** BEGIN Information supplied **

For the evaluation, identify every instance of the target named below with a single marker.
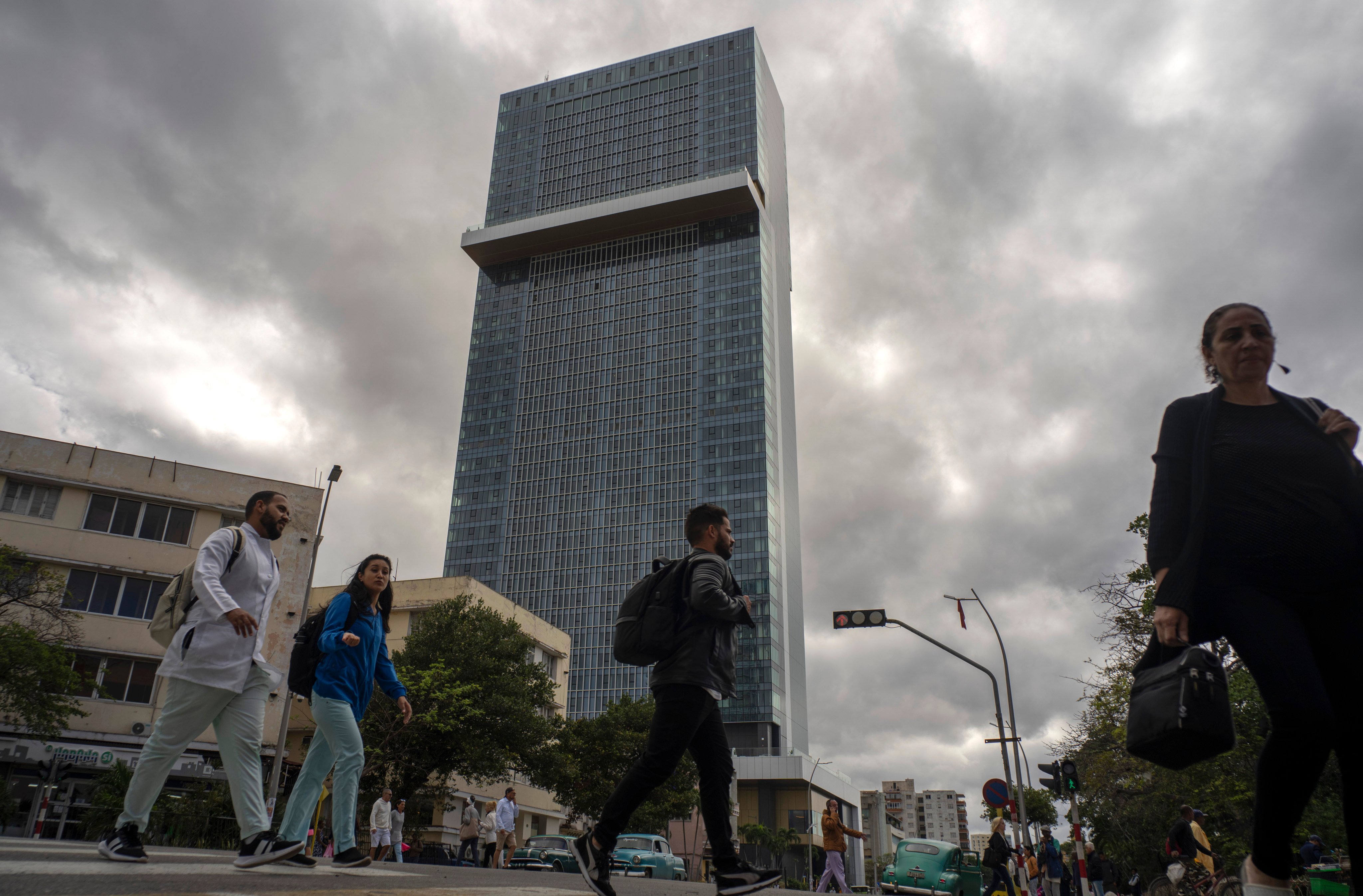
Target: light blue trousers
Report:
(238, 719)
(336, 743)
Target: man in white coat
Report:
(217, 674)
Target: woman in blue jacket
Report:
(353, 660)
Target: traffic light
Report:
(1052, 784)
(858, 619)
(1071, 773)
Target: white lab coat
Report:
(206, 650)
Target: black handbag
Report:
(1181, 710)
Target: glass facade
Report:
(617, 383)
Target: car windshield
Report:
(547, 843)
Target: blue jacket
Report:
(1054, 866)
(349, 673)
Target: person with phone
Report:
(1256, 534)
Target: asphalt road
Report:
(51, 868)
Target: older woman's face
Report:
(1242, 348)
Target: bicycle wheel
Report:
(1229, 887)
(1162, 886)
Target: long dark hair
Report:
(362, 594)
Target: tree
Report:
(593, 755)
(1132, 804)
(479, 706)
(36, 632)
(1041, 807)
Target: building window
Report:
(124, 517)
(31, 500)
(112, 596)
(116, 678)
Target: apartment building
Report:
(119, 527)
(539, 812)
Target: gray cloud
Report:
(230, 235)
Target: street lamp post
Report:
(1008, 687)
(809, 868)
(303, 617)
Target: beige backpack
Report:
(179, 596)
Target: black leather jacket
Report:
(708, 641)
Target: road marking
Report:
(134, 869)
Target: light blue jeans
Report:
(336, 743)
(238, 719)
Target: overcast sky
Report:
(230, 236)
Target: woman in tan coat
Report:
(835, 847)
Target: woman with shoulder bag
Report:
(1256, 533)
(353, 660)
(997, 857)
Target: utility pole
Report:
(303, 617)
(1020, 814)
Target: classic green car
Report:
(544, 854)
(933, 868)
(647, 856)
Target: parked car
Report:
(933, 868)
(647, 856)
(544, 854)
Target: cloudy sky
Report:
(230, 236)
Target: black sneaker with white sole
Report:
(745, 879)
(595, 865)
(266, 847)
(123, 845)
(351, 858)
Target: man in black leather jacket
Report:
(687, 688)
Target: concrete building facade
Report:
(118, 527)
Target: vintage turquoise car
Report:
(544, 854)
(647, 856)
(933, 868)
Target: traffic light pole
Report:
(1078, 846)
(998, 707)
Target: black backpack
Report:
(649, 619)
(307, 653)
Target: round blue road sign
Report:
(996, 793)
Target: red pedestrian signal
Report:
(858, 619)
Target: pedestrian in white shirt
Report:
(216, 674)
(507, 812)
(381, 826)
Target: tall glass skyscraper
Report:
(632, 359)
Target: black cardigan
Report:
(1178, 502)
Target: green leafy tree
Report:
(479, 706)
(1130, 804)
(1041, 807)
(36, 631)
(593, 755)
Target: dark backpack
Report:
(649, 619)
(307, 652)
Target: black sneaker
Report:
(595, 865)
(351, 858)
(745, 879)
(123, 845)
(266, 847)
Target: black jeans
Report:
(1301, 652)
(686, 718)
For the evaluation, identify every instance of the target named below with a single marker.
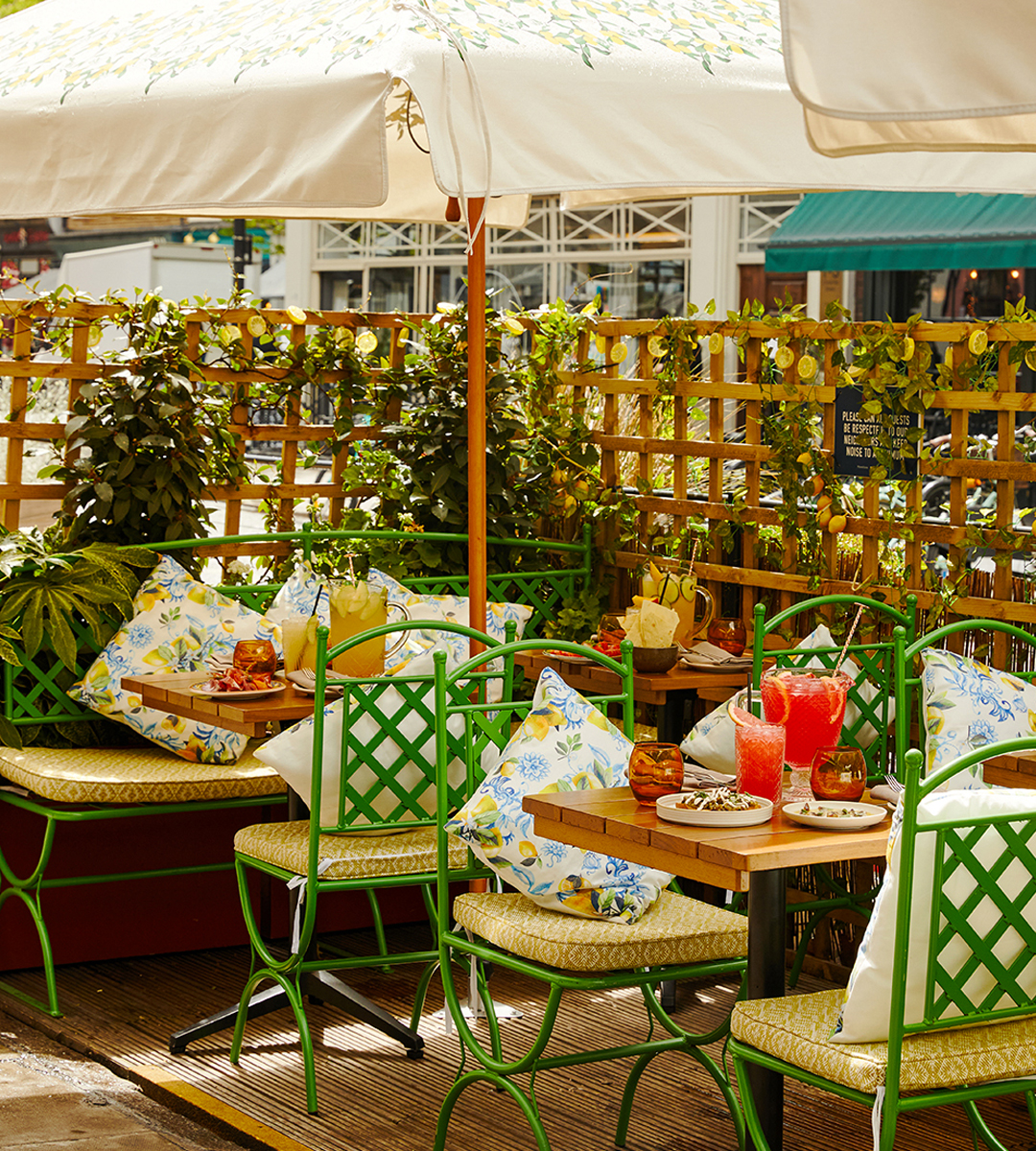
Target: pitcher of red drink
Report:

** END Information supplied **

### What the exercise asks
Output the line containing "Target: building window" and each line after it, through the end of the material, exactly as given. No pictures belong in the output.

### Solution to this exercise
Target: building window
Report:
(124, 517)
(31, 500)
(112, 596)
(116, 678)
Target: apartment building
Report:
(119, 527)
(539, 812)
Target: gray cloud
Report:
(230, 235)
Target: street lamp post
Report:
(1008, 687)
(809, 868)
(303, 617)
Target: beige backpack
Report:
(179, 596)
Target: black leather jacket
Report:
(708, 641)
Target: road marking
Report:
(134, 869)
Target: light blue jeans
Report:
(336, 743)
(238, 719)
Target: overcast sky
Report:
(230, 236)
Target: woman in tan coat
Report:
(835, 847)
Target: woman with shoulder bag
Report:
(1256, 533)
(353, 660)
(997, 857)
Target: utility pole
Report:
(303, 617)
(1020, 814)
Target: classic green car
Report:
(544, 854)
(933, 868)
(647, 856)
Target: parked car
Report:
(933, 868)
(647, 856)
(544, 854)
Target: cloudy sky
Report:
(230, 236)
Target: black sneaker with white sole
Report:
(745, 879)
(595, 865)
(266, 847)
(123, 845)
(351, 858)
Target: man in black leather jacket
Report:
(687, 688)
Target: concrete building facade
Report:
(118, 527)
Target: vintage turquoise car
Report:
(544, 854)
(647, 856)
(933, 868)
Target: traffic light pole
Report:
(1078, 846)
(998, 707)
Target: black backpack
Report:
(649, 619)
(307, 653)
Target: round blue road sign
Report:
(996, 793)
Target: red pedestrian signal
Report:
(858, 619)
Target: pedestrian in white shirt
Report:
(216, 674)
(507, 812)
(381, 826)
Target: tall glass skyscraper
Report:
(632, 359)
Target: black cardigan
Report:
(1178, 502)
Target: green leafy tree
Report:
(479, 706)
(1130, 804)
(1041, 807)
(36, 631)
(593, 755)
Target: dark backpack
Report:
(649, 619)
(307, 652)
Target: black sneaker
Report:
(595, 865)
(351, 858)
(745, 879)
(123, 845)
(266, 847)
Target: black jeans
Report:
(1301, 652)
(686, 718)
For the evaluation, identify every instance of the target named below with a single marker.
Target: pitcher of red drink
Report:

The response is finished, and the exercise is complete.